— START Recorded data —

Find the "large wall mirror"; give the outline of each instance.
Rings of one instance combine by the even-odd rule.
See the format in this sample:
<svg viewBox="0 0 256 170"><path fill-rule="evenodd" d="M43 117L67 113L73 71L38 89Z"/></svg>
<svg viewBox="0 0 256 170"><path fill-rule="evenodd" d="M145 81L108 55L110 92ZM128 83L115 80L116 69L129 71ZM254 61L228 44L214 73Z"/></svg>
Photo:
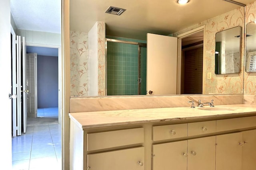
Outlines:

— END Recorded data —

Aim:
Please locate each line in the material above that contains the string "viewBox" with the same capitalization, and copy those lines.

Answer to this task:
<svg viewBox="0 0 256 170"><path fill-rule="evenodd" d="M43 117L67 113L73 71L38 89Z"/></svg>
<svg viewBox="0 0 256 170"><path fill-rule="evenodd" d="M145 81L108 55L110 92ZM128 83L115 80L116 69L129 71ZM254 61L228 44L214 73Z"/></svg>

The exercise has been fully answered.